PROVIDED PASSAGE:
Air Force JROTC cadets from William Byrd High School in Vinton and E.C. Glass High School in Lynchburg commemorated the anniversary of the World War II Japanese Bataan Death March with a 14-mile hike (seven miles out, seven miles back) on the Appalachian Trail on April 1.
April 2017 marks the 75th anniversary of the Bataan March in which Japanese soldiers oversaw the 85-mile forced march of captured American and Filipino soldiers. The prisoners were tortured, abused, and fed one rice meal a day during the march and as many as 10,000 of the estimated 60,000 soldiers died along the way.
The JROTC cadets were able to recognize the sacrifices of those brave men and to earn the Bataan ribbon by completing this hike. They also contributed to the community by collecting pledges for Relay for Life.
The cadets met at William Byrd and were transported by an activity bus to Black Horse Gap where the hike began; they turned around at Bearwallow Gap to return. This section of the trail crosses the Blue Ridge Parkway several times and has numerous overlooks which allowed logistic support vehicles to shadow the hiking group to provide food, water, and medical support to the team as needed.
Lt. Col. Jay Thompson (the William Byrd JROTC instructor and hike organizer), Lt. Col. Les Pratt (the E.C. Glass instructor), SMSgt. Don Dougherty (also a Glass instructor), along with Aaron Cooley (a Glass parent and avid hiker) facilitated the day’s events. (Cooley’s son was in JROTC and is now in the Air Force, while his daughter is a junior in the JROTC program, hoping to attend the Coast Guard Academy.)
Some of the adult team leaders accompanied the hikers while others leapfrogged the support vehicles to each overlook position as the group progressed through the trek. Contact was maintained between the hiking groups and support elements with cell phones and radios.
The cadets took along snacks for the trail and then stopped for lunch at the Bobblet’s Gap parking area at about the 9.5-mile mark, where Lt. Col. Thompson and Lt. Col. Pratt grilled hot dogs and hamburgers.
The hike was scheduled to go on rain or shine. Fortunately, the weather was sunny with seasonal temperatures; the cadets did have to battle blustery winds, especially along the top of the ridge.

AVAILABLE DATA:
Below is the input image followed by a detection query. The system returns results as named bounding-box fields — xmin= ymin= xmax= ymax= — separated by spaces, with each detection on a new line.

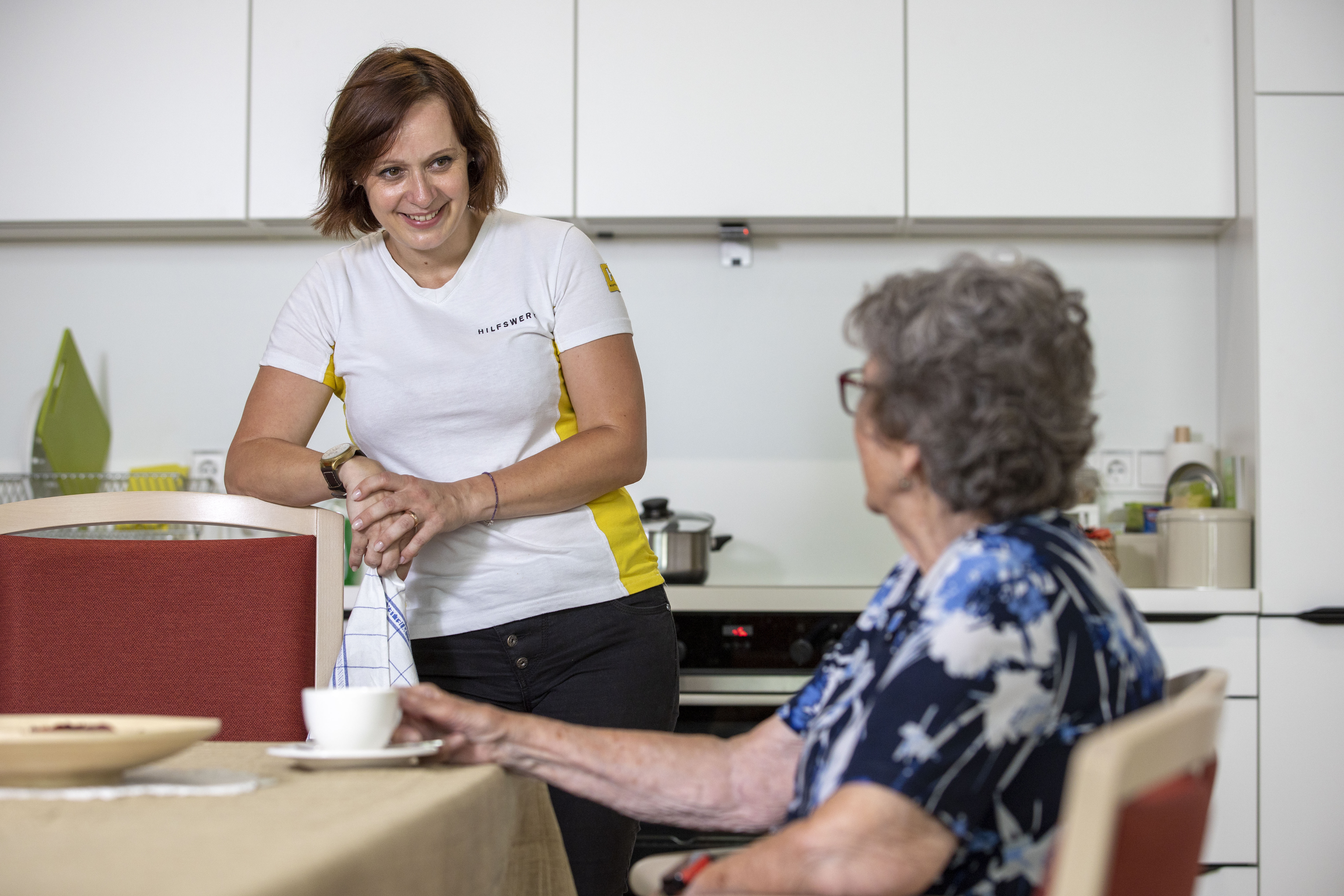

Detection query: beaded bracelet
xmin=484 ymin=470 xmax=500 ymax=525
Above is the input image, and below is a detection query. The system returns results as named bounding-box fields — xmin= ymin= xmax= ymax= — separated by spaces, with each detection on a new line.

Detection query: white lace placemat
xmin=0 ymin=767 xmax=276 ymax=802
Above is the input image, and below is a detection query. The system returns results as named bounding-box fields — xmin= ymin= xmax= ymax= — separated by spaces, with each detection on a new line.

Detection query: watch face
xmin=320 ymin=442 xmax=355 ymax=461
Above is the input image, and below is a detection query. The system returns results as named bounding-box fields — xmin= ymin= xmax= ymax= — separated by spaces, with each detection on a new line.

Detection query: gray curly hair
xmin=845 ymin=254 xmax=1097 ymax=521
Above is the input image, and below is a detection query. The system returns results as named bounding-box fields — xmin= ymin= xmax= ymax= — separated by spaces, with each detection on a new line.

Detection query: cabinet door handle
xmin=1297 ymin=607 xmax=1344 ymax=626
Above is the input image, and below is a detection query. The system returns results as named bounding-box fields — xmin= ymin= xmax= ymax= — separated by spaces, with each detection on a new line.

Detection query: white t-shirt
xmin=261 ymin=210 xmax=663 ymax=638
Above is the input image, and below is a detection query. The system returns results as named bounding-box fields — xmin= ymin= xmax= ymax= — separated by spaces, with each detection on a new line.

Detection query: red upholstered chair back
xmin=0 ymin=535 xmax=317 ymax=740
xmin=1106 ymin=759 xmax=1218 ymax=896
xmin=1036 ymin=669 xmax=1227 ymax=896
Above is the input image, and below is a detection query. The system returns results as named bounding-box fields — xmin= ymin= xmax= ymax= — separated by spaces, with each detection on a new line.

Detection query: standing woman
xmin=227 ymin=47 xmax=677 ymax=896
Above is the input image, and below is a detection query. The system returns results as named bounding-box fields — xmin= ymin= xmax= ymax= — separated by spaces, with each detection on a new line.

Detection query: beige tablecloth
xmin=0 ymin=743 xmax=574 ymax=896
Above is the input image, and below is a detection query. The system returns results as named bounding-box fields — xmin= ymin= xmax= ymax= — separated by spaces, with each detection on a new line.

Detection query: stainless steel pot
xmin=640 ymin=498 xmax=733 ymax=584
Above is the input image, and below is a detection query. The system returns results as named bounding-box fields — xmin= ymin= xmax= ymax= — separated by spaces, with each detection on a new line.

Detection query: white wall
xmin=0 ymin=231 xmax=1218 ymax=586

THINGS TO DO:
a – In the article on the Bataan memorial hike, reproduce everything from "Air Force JROTC" down to "on April 1.", substituting "Appalachian National Scenic Trail" for "Appalachian Trail".
b – Summarize the article on the Bataan memorial hike in two sentences.
c – According to the article on the Bataan memorial hike, where did the cadets stop for lunch?
The listing has no connection to the article on the Bataan memorial hike.

RESPONSES TO THE EXERCISE:
a –
Air Force JROTC cadets from William Byrd High School in Vinton and E.C. Glass High School in Lynchburg commemorated the anniversary of the World War II Japanese Bataan Death March with a 14-mile hike (seven miles out, seven miles back) on the Appalachian National Scenic Trail on April 1.

b – On April 1, Air Force JROTC cadets from William Byrd High School and E.C. Glass High School hiked 14 miles on the Appalachian Trail to mark the 75th anniversary of the Bataan Death March, earning the Bataan ribbon and collecting pledges for Relay for Life. Instructors and a parent organized the event, with support vehicles providing food, water, and medical help at overlooks along the route from Black Horse Gap to Bearwallow Gap and back.

c – At the Bobblet's Gap parking area, at about the 9.5-mile mark.